* _EXERCICES_
A: Répondez à ces questions sur le discours de Michel Aoun au corps diplomatique :
(i) Qui est le doyen du corps diplomatique au Liban ?
(ii) Dans quel lieu le président accueille-t-il les diplomates ?
(iii) Depuis combien d'années la guerre internationale évoquée a-t-elle été lancée ?
B: Poursuivez le discours de Michel Aoun au corps diplomatique à partir de sa dernière phrase.

* _TEXTE SOURCE_
--------------------------------

Le président de la République, Michel Aoun, a reçu ce mercredi le corps diplomatique et a donné lecture à un mot.
Voici le texte intégral du mot du chef de l’Etat :
Excellence Monseigneur Joseph Spiteri, doyen du corps diplomatique au Liban,
Excellences,
Mesdames et Messieurs les Représentants des Missions Diplomatiques accréditées au Liban,
En ce début de nouvelle année que nous espérons porteuse de paix et de prospérité pour le monde entier, je vous souhaite la bienvenue au Palais présidentiel et vous adresse mes meilleurs vœux, ainsi qu’à votre pays, votre peuple, tout comme vos familles et vos assistants. Je vous remercie, également, pour vos vœux chaleureux et les paroles adressées en votre nom par le doyen du corps diplomatique au Liban, Son Excellence Monseigneur Joseph Spiteri ; ses propos sont empreints d’une connaissance profonde du Liban et d’une grande estime à l’égard du peuple libanais et de ses sacrifices qui nous fait honneur.
Excellences,
Depuis près de 17 ans, une guerre internationale a été lancée sous le label « combattre le terrorisme et instaurer la démocratie et la liberté « . Des peuples de notre région, touchés par ces slogans, y ont pris part d’une manière ou d’une autre. Et au fil des ans, cette guerre s’est élargie enflammant plusieurs pays du Moyen Orient, provoquant leur implosion et entrainant des répercussions dans toutes les directions.

--------------------------------

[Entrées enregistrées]
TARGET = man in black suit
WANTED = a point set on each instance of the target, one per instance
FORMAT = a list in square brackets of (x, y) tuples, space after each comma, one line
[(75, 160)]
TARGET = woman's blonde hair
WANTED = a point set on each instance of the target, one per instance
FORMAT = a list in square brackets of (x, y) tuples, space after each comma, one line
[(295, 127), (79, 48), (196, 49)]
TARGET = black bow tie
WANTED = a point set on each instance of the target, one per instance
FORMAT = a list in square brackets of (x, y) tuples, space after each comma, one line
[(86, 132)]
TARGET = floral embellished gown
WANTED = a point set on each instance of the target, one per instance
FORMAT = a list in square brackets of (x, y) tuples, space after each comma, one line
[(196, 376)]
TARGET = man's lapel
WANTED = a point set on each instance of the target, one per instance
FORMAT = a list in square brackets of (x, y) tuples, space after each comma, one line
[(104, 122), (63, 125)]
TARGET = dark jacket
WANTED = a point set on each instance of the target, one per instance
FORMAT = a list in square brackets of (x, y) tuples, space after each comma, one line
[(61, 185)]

--------------------------------

* _RÉPONSES PAR EXERCICE_
A:
(i) Monseigneur Joseph Spiteri.
(ii) Au Palais présidentiel.
(iii) Depuis près de 17 ans.

B:
Aujourd’hui, ces peuples qui ont payé le prix fort sont en droit de demander si le printemps a fleuri dans leurs sociétés et leurs pays. Et si le monde est devenu plus juste et plus libre.
Bien au contraire, le terrorisme s’est malheureusement étendu pour se propager sur les cinq continents menant à des guerres mobiles, provoquant des séismes déstabilisateurs qui ont touché de nombreux pays. Outre le nombre important de victimes, d’handicapés et de déplacés, des sociétés entières se sont disloquées au sein d’une même nation, la coexistence entre des communautés habituées à vivre ensemble a été ébranlée, une atmosphère de divergence et de haine a émergé, de même que sont apparues des fractures profondes très difficiles à colmater dans le proche avenir.
Réfugiés syriens
Quant à la justice promise et la liberté tant proclamée, où les rechercher aujourd’hui ?
Est-ce dans la perte de Jérusalem ? Ou bien dans l’escroquerie du siècle qui spoliera les Palestiniens de leur terre et de leur identité ?
Est-ce dans les camps de réfugiés syriens que la communauté internationale veut perpétuer ? Ou dans le nouvel exil des peuples et la transformation démographique ?
Est-ce au Liban qui lutte de toutes ses forces pour conserver sa raison d’être ? Ou chez les peuples dont on décide le sort et l’avenir ?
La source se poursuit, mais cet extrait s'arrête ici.